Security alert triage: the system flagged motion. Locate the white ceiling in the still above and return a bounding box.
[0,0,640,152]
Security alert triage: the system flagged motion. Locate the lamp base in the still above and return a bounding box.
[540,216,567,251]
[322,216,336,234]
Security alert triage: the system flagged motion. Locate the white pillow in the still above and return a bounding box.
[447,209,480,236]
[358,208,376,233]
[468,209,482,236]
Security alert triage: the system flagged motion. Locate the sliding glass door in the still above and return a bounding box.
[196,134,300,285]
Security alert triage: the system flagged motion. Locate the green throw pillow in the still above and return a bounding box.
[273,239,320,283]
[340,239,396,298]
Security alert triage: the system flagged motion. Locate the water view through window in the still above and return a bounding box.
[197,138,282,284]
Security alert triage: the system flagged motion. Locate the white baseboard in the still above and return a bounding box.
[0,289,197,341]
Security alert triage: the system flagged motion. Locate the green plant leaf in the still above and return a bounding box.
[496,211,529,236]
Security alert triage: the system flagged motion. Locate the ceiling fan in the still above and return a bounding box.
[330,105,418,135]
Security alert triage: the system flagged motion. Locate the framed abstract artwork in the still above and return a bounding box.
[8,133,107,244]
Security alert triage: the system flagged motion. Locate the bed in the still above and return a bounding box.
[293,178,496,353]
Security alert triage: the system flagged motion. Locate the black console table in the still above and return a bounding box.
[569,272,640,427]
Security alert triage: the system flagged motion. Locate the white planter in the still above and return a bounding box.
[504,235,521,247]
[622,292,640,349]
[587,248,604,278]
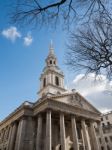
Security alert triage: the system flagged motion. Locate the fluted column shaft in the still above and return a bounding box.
[60,113,66,150]
[71,116,79,150]
[90,122,99,150]
[8,122,17,150]
[81,120,91,150]
[98,123,107,150]
[46,110,52,150]
[15,117,27,150]
[36,114,42,150]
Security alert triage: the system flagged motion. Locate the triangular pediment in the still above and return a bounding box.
[53,92,100,113]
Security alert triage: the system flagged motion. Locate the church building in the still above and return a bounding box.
[0,44,101,150]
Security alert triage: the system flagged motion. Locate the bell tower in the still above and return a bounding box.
[38,42,66,97]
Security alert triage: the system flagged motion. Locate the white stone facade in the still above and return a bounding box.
[97,111,112,150]
[0,42,101,150]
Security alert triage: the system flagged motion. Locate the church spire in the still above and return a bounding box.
[49,40,54,55]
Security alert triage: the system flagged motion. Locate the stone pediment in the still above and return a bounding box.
[53,92,100,113]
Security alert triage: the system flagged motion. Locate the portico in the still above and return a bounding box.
[0,42,100,150]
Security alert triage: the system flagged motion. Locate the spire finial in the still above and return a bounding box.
[49,40,54,54]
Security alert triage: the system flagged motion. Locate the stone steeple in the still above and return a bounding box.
[38,42,65,97]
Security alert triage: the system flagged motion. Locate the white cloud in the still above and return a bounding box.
[69,74,112,112]
[24,34,33,46]
[2,26,21,42]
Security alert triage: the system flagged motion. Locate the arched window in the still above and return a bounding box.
[43,78,46,87]
[55,76,59,86]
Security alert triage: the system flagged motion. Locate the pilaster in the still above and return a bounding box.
[71,116,79,150]
[60,113,66,150]
[46,110,52,150]
[36,114,42,150]
[81,120,91,150]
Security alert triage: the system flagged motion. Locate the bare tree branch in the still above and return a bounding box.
[11,0,110,28]
[66,15,112,79]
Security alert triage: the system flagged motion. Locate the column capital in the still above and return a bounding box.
[71,114,76,118]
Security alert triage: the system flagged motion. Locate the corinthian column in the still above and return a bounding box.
[15,117,27,150]
[98,123,107,150]
[46,110,52,150]
[71,116,79,150]
[90,122,99,150]
[60,113,66,150]
[36,114,42,150]
[8,122,17,150]
[81,120,91,150]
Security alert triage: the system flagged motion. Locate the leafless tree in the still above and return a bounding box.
[66,14,112,79]
[11,0,107,26]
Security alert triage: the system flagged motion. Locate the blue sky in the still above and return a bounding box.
[0,0,112,120]
[0,0,72,120]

_ _ _ _ _

:: Objective ::
Reproduce only the data from its first line up to and including the line with "[587,248,604,278]". Leave the text lines unchanged, and multiply each bounding box coordinate by 0.4, rounding to whole numbers with halves going up.

:: Answer in full ::
Security alert triage: the system flagged motion. Locate the white ceiling in the still above and return a bounding box.
[0,0,256,61]
Security alert triage: the system flagged motion. Locate the lamp base in the still above and return a bounding box.
[216,86,227,100]
[129,86,134,94]
Security alert triage: the system flagged motion. Locate the white pillow in the still above and return a bounding box.
[179,84,192,94]
[143,83,150,93]
[187,84,193,94]
Security alert triage: the system flagged motion. Locate the sliding glass door in the still above and return a bounding box.
[78,54,120,114]
Security alert triage: the system flagged motion. Locate the green throw pillow in the still above and return a bounding box.
[109,96,128,113]
[136,96,158,119]
Security alert triage: the system flagged motion. Locate the water view through window in the still above and return a bounding box.
[79,55,113,114]
Security alert triage: the system flagged motion. Locate the white baseboard in the still above and return a bounding box.
[0,116,79,136]
Security alert triage: the system flagged motion. Locate the green plant leaf in the still above and return a bounding box.
[198,84,212,94]
Security alert triage: the system flagged motion. Locate the ceiling fan in the still above and return a bounding box.
[132,42,167,54]
Security alert triage: the system flagged motion. Locate the framed abstract artwork in the still above and return a bounding box.
[3,53,43,98]
Security alert triage: the system flagged motion. Locate the bed in the still above and return a bounding box.
[117,71,198,141]
Security alert triage: the system flagged motion. Locate the black console table in the still above and return a bounding box.
[228,109,256,171]
Security alert triage: the system flagged motion. Locate the white planter in the still above and return a bounding box.
[202,94,208,99]
[249,117,256,140]
[235,99,242,111]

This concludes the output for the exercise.